TEXT EXTRACT »
{{{
#!python
from django.db import models
class Rectangle(models.Model):
length = models.IntegerField(null=True)
width = models.IntegerField(null=True)
}}}
We make the following queries: Q1) Rectangles that are squares. Q2a)
Rectangles that are not squares (length != width). Q2b) Rectangles that
are not squares (width != length). Queries Q2a and Q2b semantically mean
the same. However, the ORM generates different SQL for these two queries.
{{{
#!python
import django
django.setup()
from django.db.models import F
from testapp.models import Rectangle
print '--- Q1: Get the rectangles that are squares'
print Rectangle.objects.filter(length=F('width')).values('pk').query
print '--- Q2a: Get the rectangles that are not squares'
print Rectangle.objects.exclude(length=F('width')).values('pk').query
print '--- Q2b: Get the rectangles that are not squares'
print Rectangle.objects.exclude(width=F('length')).values('pk').query
}}}
The generated SQL is
{{{
#!sql
--- Q1: Get the rectangles that are squares
SELECT "testapp_rectangle"."id" FROM "testapp_rectangle" WHERE
"testapp_rectangle"."length" = ("testapp_rectangle"."width")
--- Q2a: Get the rectangles that are not squares
SELECT "testapp_rectangle"."id" FROM "testapp_rectangle" WHERE NOT
("testapp_rectangle"."length" = ("testapp_rectangle"."width") AND
"testapp_rectangle"."length" IS NOT NULL)

LISTING »
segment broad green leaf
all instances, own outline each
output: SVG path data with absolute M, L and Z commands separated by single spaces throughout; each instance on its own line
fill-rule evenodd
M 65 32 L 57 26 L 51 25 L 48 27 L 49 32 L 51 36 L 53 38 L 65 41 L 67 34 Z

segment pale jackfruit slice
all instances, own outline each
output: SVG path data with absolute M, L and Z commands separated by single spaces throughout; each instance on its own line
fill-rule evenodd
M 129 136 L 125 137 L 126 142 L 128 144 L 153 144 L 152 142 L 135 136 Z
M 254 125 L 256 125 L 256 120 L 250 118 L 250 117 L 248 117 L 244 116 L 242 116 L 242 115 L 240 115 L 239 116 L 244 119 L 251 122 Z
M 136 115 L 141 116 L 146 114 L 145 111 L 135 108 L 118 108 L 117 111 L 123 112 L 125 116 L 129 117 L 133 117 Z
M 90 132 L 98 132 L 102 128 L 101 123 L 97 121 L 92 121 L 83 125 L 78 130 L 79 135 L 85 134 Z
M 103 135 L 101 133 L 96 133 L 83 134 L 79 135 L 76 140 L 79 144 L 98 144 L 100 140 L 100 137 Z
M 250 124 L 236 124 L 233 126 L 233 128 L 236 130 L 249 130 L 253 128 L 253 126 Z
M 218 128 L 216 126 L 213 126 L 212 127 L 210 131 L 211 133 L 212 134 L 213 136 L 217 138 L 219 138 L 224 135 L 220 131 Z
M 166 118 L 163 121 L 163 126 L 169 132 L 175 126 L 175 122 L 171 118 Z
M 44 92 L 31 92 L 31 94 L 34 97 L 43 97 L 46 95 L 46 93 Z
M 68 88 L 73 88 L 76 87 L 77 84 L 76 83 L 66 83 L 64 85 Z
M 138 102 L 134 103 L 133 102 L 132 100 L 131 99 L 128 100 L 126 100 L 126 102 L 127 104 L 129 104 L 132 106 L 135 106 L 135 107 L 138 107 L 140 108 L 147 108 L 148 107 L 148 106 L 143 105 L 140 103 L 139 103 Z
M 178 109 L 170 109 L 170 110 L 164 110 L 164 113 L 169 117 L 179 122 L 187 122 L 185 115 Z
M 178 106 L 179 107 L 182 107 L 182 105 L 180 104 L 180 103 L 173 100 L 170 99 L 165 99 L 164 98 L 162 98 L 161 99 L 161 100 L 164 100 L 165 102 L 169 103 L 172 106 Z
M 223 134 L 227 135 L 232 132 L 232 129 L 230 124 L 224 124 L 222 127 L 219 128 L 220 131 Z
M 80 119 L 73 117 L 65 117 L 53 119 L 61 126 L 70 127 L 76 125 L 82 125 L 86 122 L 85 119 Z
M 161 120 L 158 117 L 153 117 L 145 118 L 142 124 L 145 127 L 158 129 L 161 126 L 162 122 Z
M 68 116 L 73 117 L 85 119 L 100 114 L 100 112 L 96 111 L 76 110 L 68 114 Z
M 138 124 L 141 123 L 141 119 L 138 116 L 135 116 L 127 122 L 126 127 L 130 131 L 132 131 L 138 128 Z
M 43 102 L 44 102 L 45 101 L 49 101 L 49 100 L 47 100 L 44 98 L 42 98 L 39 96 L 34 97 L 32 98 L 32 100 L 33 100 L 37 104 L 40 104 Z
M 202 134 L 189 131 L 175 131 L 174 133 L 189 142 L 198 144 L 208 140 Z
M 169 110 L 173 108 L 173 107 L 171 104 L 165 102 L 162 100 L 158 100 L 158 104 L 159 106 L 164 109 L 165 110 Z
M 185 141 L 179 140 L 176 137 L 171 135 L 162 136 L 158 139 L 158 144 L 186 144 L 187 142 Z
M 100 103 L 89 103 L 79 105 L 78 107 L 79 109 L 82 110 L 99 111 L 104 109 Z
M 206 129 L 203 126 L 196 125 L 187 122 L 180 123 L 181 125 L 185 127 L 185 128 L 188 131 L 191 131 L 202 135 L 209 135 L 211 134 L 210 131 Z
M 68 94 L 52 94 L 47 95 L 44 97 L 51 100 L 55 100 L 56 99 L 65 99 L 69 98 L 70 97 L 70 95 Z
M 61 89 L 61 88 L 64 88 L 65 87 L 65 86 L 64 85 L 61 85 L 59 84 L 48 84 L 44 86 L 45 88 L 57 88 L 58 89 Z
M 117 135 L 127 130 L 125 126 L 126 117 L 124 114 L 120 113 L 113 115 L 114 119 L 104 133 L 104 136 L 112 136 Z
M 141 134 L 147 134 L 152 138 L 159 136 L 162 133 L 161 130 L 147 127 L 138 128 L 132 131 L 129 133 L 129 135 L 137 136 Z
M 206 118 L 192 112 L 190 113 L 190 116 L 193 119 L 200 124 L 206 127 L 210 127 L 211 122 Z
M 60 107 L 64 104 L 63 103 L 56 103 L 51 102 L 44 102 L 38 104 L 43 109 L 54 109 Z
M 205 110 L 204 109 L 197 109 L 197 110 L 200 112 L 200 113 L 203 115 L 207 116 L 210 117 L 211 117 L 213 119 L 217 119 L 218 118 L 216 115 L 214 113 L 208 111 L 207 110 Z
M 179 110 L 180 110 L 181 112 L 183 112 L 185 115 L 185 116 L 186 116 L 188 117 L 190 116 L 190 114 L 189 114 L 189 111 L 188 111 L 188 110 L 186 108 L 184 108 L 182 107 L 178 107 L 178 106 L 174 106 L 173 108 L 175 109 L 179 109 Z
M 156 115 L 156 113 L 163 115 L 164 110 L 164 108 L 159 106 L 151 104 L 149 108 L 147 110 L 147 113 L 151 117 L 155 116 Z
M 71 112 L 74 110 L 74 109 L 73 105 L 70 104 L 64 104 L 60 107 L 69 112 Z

==

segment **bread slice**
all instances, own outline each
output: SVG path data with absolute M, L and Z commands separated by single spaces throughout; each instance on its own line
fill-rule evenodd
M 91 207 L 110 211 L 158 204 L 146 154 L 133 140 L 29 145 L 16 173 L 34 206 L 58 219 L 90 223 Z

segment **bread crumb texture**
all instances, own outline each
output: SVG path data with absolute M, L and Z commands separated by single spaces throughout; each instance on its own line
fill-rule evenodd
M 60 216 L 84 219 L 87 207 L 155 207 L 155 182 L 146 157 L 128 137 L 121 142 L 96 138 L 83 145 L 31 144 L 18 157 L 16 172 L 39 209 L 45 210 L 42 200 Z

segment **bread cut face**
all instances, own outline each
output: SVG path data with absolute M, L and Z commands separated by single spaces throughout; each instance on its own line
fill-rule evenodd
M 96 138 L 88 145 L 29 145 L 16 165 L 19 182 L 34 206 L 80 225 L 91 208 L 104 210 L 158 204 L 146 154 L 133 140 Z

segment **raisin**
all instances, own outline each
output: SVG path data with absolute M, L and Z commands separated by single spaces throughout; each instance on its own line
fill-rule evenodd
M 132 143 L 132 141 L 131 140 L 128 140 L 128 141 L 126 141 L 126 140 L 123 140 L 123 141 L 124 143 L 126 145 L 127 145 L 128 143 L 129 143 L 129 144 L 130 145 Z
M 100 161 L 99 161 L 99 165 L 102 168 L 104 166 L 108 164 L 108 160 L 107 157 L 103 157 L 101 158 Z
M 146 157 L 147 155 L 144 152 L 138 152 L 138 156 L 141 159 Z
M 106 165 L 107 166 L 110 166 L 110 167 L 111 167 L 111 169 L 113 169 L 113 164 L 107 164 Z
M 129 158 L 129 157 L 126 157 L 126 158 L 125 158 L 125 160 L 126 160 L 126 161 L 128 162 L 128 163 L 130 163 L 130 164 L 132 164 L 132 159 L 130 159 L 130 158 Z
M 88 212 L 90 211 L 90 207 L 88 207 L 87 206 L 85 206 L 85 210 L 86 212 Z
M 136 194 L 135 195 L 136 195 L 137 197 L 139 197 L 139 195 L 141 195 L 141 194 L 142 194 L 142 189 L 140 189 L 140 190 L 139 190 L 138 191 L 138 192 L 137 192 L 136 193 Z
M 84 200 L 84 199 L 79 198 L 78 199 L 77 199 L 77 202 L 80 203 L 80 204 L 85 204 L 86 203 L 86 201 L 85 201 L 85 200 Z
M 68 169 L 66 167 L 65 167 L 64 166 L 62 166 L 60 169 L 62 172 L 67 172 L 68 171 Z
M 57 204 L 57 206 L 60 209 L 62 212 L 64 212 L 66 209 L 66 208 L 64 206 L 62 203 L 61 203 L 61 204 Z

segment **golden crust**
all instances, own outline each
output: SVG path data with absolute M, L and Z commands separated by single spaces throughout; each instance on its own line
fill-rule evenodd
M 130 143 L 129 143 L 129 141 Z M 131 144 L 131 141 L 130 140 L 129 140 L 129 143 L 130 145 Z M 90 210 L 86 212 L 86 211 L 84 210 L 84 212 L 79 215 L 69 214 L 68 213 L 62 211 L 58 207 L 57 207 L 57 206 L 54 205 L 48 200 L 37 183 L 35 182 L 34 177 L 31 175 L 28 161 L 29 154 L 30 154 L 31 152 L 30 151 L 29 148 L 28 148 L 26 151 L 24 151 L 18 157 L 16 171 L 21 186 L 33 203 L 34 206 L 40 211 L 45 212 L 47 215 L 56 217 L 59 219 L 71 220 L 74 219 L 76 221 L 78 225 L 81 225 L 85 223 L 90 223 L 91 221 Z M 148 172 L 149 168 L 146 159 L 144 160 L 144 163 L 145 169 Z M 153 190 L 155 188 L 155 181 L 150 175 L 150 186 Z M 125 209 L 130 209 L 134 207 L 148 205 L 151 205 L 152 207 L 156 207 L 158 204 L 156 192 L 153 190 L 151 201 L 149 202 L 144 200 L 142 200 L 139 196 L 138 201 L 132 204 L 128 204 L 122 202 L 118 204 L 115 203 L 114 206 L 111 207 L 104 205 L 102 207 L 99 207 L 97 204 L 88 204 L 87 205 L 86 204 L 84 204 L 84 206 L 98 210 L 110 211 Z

...

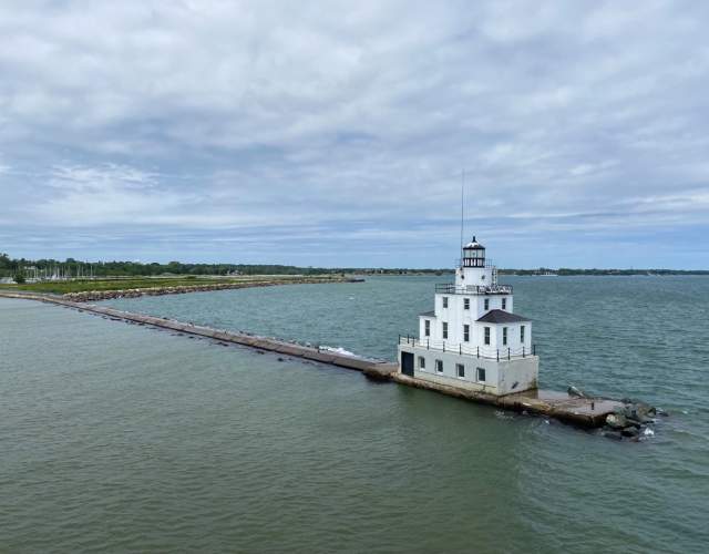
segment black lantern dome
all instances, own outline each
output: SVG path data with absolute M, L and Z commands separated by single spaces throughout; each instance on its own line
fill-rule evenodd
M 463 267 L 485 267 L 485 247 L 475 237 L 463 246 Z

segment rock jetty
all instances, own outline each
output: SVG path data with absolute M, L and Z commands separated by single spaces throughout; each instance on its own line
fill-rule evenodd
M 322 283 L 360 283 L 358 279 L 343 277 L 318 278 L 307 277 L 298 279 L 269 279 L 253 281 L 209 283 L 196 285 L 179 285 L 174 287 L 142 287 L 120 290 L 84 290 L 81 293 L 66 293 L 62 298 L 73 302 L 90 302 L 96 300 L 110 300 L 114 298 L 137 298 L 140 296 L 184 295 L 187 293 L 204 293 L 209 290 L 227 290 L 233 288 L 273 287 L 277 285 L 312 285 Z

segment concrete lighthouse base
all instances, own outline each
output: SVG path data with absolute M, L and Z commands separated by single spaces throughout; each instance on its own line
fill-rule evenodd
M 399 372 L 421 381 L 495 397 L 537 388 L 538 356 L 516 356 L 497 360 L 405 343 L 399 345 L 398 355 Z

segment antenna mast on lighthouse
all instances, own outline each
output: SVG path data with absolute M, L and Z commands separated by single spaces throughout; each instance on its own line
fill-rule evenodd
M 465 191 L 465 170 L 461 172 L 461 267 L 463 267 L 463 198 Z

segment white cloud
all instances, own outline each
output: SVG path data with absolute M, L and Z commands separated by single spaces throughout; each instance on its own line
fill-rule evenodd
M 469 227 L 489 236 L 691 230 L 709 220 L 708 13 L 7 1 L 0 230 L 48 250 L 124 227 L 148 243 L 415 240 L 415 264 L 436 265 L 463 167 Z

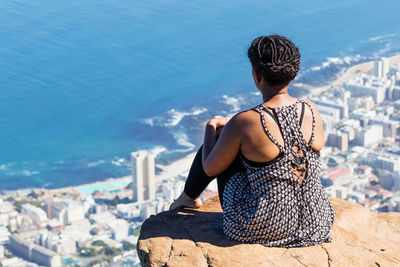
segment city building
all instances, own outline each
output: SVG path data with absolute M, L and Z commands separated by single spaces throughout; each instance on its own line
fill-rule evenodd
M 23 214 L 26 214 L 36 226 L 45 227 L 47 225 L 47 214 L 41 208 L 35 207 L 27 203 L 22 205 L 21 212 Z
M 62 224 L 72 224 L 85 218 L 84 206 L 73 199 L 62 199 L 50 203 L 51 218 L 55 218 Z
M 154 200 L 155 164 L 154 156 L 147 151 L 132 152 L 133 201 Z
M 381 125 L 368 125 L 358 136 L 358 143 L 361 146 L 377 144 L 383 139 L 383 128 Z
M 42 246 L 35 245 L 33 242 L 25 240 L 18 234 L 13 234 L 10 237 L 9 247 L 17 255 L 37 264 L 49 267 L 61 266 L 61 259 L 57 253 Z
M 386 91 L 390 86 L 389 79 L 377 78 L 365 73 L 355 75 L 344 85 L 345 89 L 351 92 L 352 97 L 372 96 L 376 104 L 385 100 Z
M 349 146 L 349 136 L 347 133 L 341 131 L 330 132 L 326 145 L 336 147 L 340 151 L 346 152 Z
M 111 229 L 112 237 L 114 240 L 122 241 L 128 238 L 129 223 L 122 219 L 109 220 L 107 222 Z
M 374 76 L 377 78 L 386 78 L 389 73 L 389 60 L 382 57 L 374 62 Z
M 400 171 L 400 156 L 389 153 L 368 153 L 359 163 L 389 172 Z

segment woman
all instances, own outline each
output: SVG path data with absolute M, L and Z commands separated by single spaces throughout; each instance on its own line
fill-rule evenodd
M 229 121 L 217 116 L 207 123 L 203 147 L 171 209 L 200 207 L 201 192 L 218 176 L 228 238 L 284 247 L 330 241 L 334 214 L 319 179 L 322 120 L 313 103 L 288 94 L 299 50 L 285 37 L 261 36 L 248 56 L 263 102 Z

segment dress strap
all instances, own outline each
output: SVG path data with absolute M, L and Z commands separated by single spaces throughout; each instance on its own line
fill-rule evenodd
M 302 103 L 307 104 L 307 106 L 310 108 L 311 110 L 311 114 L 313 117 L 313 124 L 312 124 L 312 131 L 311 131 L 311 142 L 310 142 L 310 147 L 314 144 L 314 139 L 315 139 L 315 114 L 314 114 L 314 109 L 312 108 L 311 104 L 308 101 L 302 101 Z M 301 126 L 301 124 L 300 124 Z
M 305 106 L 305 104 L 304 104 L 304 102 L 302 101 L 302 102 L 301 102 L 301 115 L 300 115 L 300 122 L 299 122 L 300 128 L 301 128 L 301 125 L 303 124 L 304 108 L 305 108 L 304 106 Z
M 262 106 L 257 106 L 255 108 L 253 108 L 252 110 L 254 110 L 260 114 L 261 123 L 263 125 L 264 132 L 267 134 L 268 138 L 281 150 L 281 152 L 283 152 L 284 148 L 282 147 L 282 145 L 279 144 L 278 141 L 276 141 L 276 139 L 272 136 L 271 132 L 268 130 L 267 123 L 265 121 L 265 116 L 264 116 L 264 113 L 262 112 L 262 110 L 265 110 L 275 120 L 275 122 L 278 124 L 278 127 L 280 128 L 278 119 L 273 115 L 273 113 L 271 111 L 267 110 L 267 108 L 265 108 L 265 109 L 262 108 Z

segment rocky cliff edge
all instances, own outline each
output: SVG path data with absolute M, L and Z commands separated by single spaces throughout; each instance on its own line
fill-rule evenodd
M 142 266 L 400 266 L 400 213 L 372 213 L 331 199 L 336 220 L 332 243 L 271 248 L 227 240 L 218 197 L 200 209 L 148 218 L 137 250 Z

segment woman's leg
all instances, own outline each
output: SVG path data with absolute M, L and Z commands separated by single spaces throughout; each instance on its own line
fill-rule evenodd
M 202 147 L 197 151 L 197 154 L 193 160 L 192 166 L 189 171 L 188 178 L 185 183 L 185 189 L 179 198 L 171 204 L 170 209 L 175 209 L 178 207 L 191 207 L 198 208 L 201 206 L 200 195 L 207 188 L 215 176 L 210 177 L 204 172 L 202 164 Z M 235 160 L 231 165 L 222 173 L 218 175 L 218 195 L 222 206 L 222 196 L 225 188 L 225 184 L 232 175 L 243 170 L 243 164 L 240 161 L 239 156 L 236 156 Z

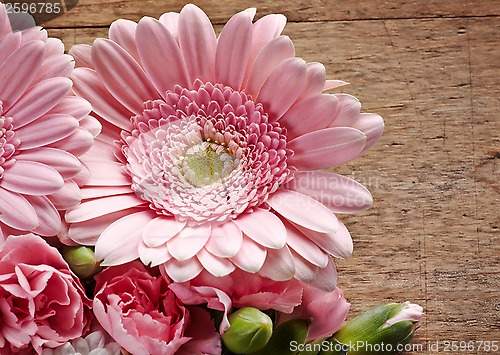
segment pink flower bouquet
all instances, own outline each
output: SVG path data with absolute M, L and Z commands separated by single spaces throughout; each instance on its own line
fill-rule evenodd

SET TASK 1 »
In the Django query text, which two queries have the same meaning but produce different SQL from the ORM?
SET TASK 2 »
Quote everything in the Django query text from "Rectangles that are not squares (length" down to "these two queries.".

EXERCISE ANSWER 1 »
Q2a and Q2b.

EXERCISE ANSWER 2 »
Rectangles that are not squares (length != width). Q2b) Rectangles that
are not squares (width != length). Queries Q2a and Q2b semantically mean
the same. However, the ORM generates different SQL for these two queries.